§ **GIVEN PROBLEM**:
Pull out every line in the material below that contains the word "wristwatch".

Dataset rows on where objects appear:
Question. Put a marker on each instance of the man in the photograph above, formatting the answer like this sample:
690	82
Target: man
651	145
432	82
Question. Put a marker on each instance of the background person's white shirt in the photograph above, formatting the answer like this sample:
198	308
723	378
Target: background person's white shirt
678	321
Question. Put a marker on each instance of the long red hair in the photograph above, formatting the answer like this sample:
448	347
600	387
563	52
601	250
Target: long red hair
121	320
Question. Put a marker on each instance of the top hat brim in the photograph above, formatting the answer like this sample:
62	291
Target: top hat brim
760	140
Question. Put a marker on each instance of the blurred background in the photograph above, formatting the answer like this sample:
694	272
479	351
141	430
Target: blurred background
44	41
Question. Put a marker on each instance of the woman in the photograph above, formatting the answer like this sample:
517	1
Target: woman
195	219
==
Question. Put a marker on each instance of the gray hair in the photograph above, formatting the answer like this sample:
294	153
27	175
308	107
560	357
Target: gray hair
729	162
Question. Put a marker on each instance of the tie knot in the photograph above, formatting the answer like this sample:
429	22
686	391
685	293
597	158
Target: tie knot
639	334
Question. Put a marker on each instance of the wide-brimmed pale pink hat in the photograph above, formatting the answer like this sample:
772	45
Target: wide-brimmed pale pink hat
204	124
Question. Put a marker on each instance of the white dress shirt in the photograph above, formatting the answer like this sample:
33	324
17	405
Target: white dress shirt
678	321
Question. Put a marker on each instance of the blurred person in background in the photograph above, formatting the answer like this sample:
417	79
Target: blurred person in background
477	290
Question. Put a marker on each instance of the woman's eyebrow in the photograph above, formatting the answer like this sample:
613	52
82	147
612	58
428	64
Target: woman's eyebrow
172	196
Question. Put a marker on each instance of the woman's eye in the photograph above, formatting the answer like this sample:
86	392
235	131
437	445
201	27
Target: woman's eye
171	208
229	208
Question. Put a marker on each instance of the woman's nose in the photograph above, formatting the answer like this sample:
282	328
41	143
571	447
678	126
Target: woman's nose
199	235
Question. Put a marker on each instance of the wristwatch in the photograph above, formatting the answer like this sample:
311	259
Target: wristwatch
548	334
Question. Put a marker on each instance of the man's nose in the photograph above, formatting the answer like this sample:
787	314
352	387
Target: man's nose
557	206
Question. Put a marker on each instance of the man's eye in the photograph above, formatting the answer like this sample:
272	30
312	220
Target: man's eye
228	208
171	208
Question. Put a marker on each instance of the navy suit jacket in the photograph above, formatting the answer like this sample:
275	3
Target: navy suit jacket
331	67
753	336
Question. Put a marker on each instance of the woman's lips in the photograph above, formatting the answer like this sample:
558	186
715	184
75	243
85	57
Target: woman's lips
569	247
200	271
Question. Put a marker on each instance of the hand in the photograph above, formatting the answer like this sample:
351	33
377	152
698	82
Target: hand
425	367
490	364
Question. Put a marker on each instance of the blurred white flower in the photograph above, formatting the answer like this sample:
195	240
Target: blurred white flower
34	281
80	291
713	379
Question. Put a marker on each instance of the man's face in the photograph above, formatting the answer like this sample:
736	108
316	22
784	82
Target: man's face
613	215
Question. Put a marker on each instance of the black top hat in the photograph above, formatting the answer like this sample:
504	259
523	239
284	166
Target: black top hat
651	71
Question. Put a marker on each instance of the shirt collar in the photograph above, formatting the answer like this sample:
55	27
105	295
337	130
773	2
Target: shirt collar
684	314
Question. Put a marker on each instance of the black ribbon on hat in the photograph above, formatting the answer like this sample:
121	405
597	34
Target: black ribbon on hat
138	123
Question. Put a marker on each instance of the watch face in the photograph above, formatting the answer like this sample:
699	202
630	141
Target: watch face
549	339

§ **RESPONSE FOR THIS EXERCISE**:
Question. Put a marker on each instance of the wristwatch in the photograph above, formatting the answer like this sample:
Target: wristwatch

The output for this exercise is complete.